▶ [Document text]:
B. OTHER INSURANCE-PRIMARY AND EXCESS INSURANCE PROVISIONS. 1. This policy's liability coverage is primary for any covered auto while hired or borrowed by you and used exclusively in your business and pursuant to operating rights granted to you by a public authority. This policy's liability coverage is excess over any other collectible insurance for any covered auto while hired or borrowed from you by another trucker. However, while a covered auto which is a trailer is connected to a power unit, this policy's liability coverage: a. Is on the same basis, primary or excess, as for the power unit if the power unit is a covered auto. b. Is excess if the power unit is not a covered auto. 2. Any trailer interchange insurance provided by this policy is primary for any covered auto. 3. Except as provided in paragraphs 1 and 2 above, this policy provides primary insurance for any covered auto you own and excess insurance for any covered auto you don't own. 4. When two or more policies cover on the same basis, either excess or primary, we will pay only our share. Our share is the proportion that the limit of our policy bears to the total of the limits of all the policies covering on the same basis.

(Emphasis ours.) The Continental policy defines "you" and "your" to "mean the person or organization shown as the named insured in ITEM ONE of the declarations." Both B & B Lines, Inc. and Cecil Barnes are named insureds. It is undisputed that the tractor trailer involved in the wreck was owned by B & B Lines, Inc.

The Mann insurance policy provides:

OTHER INSURANCE * * * * * * In addition, if there is other applicable similar insurance we will pay only our share of the loss. Our share is the proportion that our limit of liability bears to the total of all applicable limits. However, any insurance we provide with respect to a vehicle you do not own shall be excess over any other collectible insurance.

(Emphasis ours.) The Mann policy defines "you" to include the named insured and his spouse. Both Milton Bowser and his wife Marilyn Bowser are named insureds under the Mann policy.

[Point annotation rows]
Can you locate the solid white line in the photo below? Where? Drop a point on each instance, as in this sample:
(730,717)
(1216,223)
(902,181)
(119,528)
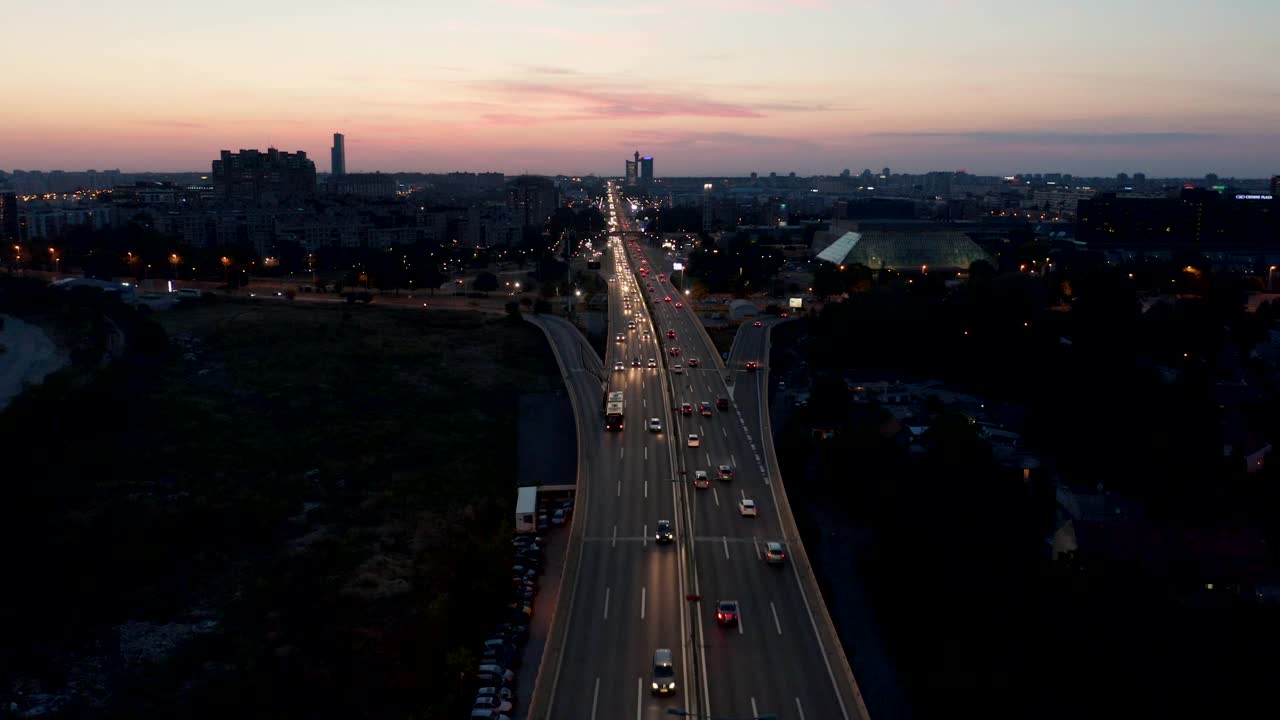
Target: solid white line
(595,697)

▶ [Task]:
In the insurance text, who owned the tractor trailer involved in the wreck? The rows play no part in what is asked here.

▶ [Output of the exercise]:
B & B Lines, Inc.